**ЗАДАНИЕ**:
В тексте о современном нигилизме найдите абзац, начинающийся словами «Существует опыт». Выпишите все фрагменты этого абзаца, заключенные в кавычки-«ёлочки».

**ИСХОДНЫЙ ТЕКСТ**:
Современный нигилизм. Хроника - Константино Эспозито
Шрифт:
Интервал:
Закладка:
В действительности подготовка такого рода лингвистического и концептуального эмбарго на существование концепции истины велась очень долго, и постепенно стало ясно, что повсеместно распространившийся современный нигилизм – результат набиравшего ход процесса в истории человеческой мысли. Изменения в западной философии в ходе ее развития отразились и в нашей памяти – если бы мы воспользовались пантографом[56], то могли бы проследить все пути развития культуры за несколько последних веков, отразившиеся в нашей повседневной жизни.
Существует опыт, подчеркивающий современное отношение к проблеме истины. Декарт описал его еще в «Рассуждении о методе» (1637), будучи глубоко разочарованным в образовании иезуитского коллежа Ла Флеш, где дисциплины преподавались в соответствии со «схоластической» традицией. Он решил отправиться в путешествие, чтобы открыть «великую книгу мира», потому что иезуиты не предоставили ему надежного критерия для определения истины. Декарт пишет: «Я же всегда имел величайшее желание научиться различать истинное от ложного, чтобы лучше разбираться в своих действиях и уверенно двигаться в этой жизни»[57]. Примечательно, что для Декарта двигатель поиска – это желание, которое он не случайно называет «величайшим», ведь оно похоже на другую насущную проблему философии и жизни: стремление к истине, к умению понять, прикоснуться к тому, что наше представление о правде зовет реальным.
В начале современной эпохи истина вновь превращается в проблему, она выходит за рамки традиционных решений, потому что становится субъектом желания со стороны людей. Это признак истины: что она желанна и проявляется в «Я» как неуемная потребность существовать и реализовывать себя. Короче говоря, правда – это проблема жизни. И мы владеем истиной только в той мере, в какой мы ее ищем, желаем и стремимся к ней.
Декарт пошел своим путем и разработал метод, который обеспечивает максимально контролируемое и наиболее непоколебимое знание природы мира, достигаемое, например, посредством математического анализа. Но его первый шаг продолжал очаровывать меня и пробуждать вопросы и позволил сформулировать нерешенный вопрос в рамках собственной философии Декарта. Помогло ли полноценно растолковать наше стремление к истине ее отождествление с грандиозной машиной, принцип работы которой можно объяснить с точки зрения геометрии как ряд количественных отношений между величинами? Устранило ли такое объяснение все беспокойства «Я» в ожидании истины?

**НЕОБРАБОТАННЫЕ ПУНКТЫ**:
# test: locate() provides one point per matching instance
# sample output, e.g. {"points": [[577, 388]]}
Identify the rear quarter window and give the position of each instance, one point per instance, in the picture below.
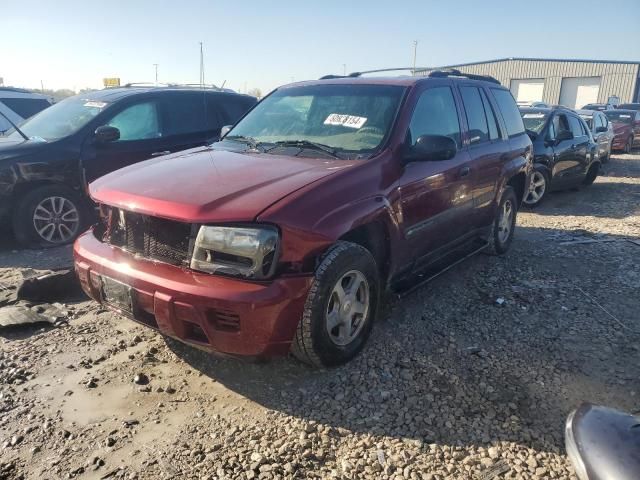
{"points": [[509, 109]]}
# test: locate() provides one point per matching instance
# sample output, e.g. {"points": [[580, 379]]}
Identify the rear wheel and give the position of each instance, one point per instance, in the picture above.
{"points": [[537, 188], [592, 174], [504, 223], [48, 216], [340, 307]]}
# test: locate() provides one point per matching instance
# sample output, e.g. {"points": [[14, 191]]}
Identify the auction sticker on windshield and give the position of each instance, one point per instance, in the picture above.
{"points": [[350, 121]]}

**ОТВЕТ**:
1. «Рассуждении о методе»
2. «схоластической»
3. «великую книгу мира»
4. «Я же всегда имел величайшее желание научиться различать истинное от ложного, чтобы лучше разбираться в своих действиях и уверенно двигаться в этой жизни»
5. «величайшим»